**What you are asked to do**
Rewrite the entries below as a Markdown table with the columns Row and Text. Include only the lines from the one containing "Reviewer note. Confirm that each instance of the white cabinet" through the one containing "<point>77,450</point>", inclusive, and skip any blank lines.

**Available data**
╔══
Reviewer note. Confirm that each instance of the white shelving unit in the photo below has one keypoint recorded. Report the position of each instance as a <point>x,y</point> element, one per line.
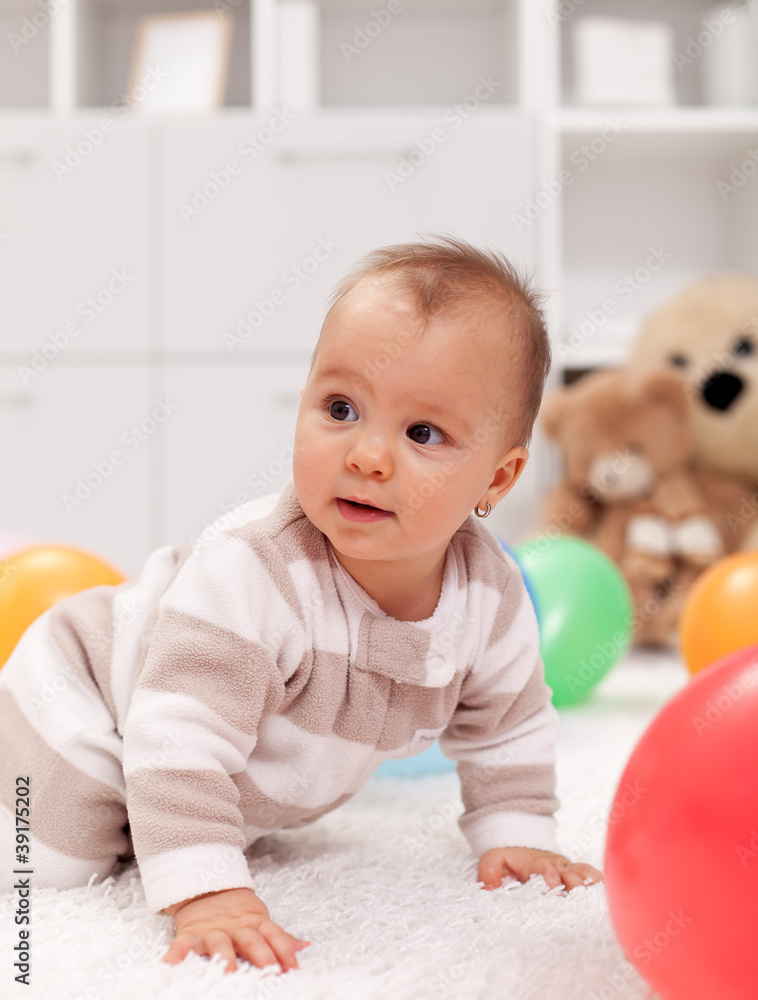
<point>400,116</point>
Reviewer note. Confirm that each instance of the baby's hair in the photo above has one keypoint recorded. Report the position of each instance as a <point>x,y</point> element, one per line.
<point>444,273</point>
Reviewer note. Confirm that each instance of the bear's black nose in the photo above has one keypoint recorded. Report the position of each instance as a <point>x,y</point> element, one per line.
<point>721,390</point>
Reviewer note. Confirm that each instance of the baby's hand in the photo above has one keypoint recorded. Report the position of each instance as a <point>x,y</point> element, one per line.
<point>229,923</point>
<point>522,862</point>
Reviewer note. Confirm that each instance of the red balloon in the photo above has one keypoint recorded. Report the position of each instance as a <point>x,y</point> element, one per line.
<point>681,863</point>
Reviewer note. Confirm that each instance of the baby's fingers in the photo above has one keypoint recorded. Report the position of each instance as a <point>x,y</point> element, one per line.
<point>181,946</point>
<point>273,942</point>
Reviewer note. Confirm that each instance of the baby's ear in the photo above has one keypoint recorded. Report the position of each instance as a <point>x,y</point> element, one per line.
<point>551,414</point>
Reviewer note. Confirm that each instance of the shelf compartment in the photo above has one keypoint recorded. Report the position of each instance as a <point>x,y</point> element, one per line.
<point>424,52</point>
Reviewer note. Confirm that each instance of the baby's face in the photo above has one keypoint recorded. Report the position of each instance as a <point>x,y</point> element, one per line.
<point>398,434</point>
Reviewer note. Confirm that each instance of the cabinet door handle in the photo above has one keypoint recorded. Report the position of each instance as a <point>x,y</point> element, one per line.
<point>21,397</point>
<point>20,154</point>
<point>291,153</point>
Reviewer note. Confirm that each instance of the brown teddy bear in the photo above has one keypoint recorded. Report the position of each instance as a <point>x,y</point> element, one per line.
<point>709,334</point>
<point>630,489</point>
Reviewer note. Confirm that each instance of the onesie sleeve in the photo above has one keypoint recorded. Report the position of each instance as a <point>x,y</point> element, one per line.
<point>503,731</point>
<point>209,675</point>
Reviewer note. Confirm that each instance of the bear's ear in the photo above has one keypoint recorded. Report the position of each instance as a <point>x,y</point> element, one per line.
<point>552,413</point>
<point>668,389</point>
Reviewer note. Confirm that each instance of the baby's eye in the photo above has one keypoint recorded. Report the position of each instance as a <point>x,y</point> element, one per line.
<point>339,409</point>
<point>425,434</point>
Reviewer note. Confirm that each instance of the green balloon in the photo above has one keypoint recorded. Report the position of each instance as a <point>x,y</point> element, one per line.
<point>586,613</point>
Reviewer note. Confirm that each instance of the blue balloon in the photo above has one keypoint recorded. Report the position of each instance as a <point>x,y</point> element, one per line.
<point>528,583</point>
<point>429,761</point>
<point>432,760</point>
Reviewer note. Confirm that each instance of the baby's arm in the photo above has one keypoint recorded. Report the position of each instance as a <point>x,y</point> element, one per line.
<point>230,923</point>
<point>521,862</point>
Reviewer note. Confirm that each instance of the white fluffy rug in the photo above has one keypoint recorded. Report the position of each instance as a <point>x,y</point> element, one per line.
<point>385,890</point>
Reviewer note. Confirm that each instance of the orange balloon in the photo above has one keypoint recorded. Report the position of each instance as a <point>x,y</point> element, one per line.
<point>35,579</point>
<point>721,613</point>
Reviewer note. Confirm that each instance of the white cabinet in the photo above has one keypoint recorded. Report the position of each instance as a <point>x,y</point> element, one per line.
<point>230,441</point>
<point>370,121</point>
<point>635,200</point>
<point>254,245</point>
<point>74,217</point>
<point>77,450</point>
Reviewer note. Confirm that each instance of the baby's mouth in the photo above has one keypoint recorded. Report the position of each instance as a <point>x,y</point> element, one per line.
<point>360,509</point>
╚══
**Solution to the exercise**
| Row | Text |
|---|---|
| 1 | Reviewer note. Confirm that each instance of the white cabinet in the photo above has one keypoint recorded. Report the position of each instance as a <point>x,y</point> element, one per line. |
| 2 | <point>230,441</point> |
| 3 | <point>370,121</point> |
| 4 | <point>635,200</point> |
| 5 | <point>254,245</point> |
| 6 | <point>74,217</point> |
| 7 | <point>77,450</point> |